United States Bankruptcy Court, D. Columbia
Jan 24, 2006
Case No. 06-00006 (Bankr. D.D.C. Jan. 24, 2006)

Opinion

Case No. 06-00006.

January 24, 2006


ORDER


On January 9, 2006, the debtor filed an Application for Waiver of the Chapter 7 Filing Fee for Individuals Who Cannot Pay the Filing Fee in Full or in Installments (D.E. No. 12). Pursuant to 28 U.S.C. § 1930 as amended by § 418 of the Bankruptcy Abuse Prevention Consumer Protection Act of 2005, Pub.L. 109-8 (effective October 17, 2005), this court

may waive the filing fee in a case under chapter 7 of title 11 for an individual if the court determines that such individual has income less than 150 percent of the income official poverty line . . . applicable to a family of the size involved and is unable to pay that fee in installments.

28 U.S.C. § 1930(f)(1).

The debtor's application states that there are two members of her household, that she has no monthly net income, and that her monthly expenses total $1,076.00. The debtor's Statement of Current Monthly Income and Means Test Calculation (D.E. No. 11, filed January 9, 2006), however, states that there are three members of her household (even though the debtor claims that she is unmarried elsewhere in that same statement), and that the debtor receives $1,076.00 per month in income plus another $829.00 per month in contributions from another person to the expenses of the debtor or the debtor's dependents.

**Records provided**
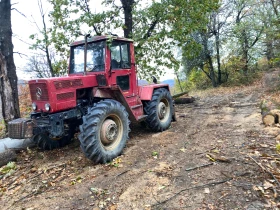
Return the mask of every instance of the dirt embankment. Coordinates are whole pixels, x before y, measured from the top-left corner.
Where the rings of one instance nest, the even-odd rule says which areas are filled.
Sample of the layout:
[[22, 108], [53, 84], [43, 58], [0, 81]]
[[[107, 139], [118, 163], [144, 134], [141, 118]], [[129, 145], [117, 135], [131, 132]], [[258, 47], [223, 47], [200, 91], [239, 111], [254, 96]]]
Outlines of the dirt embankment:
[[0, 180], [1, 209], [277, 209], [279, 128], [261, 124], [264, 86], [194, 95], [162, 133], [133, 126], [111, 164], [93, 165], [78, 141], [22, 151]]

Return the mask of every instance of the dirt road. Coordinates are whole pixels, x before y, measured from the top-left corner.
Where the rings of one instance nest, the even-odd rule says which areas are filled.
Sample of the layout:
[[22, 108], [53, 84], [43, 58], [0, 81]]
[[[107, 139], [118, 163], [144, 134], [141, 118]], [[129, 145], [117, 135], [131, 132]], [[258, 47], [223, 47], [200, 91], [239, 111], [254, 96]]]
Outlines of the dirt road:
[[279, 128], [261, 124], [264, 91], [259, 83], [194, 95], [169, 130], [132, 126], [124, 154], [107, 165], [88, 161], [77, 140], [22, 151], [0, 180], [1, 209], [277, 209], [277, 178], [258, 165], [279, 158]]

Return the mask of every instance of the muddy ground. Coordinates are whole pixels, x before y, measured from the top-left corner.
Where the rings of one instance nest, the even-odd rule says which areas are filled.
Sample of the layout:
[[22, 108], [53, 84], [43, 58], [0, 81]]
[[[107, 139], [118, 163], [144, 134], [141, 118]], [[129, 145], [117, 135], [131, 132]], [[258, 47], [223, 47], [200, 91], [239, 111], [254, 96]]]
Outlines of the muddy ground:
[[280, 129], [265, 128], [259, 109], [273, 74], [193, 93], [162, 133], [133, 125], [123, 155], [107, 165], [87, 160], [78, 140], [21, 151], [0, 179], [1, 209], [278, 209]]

**Work to do**
Answer these questions from the court order:
1. On what date did the debtor file the application to waive the Chapter 7 filing fee?
2. Under the quoted statute, the individual's income must be less than what percentage of the official poverty line?
3. According to the Statement of Current Monthly Income, how much per month does the debtor receive in contributions from another person?

**Exercise solution**
1. January 9, 2006
2. 150 percent
3. $829.00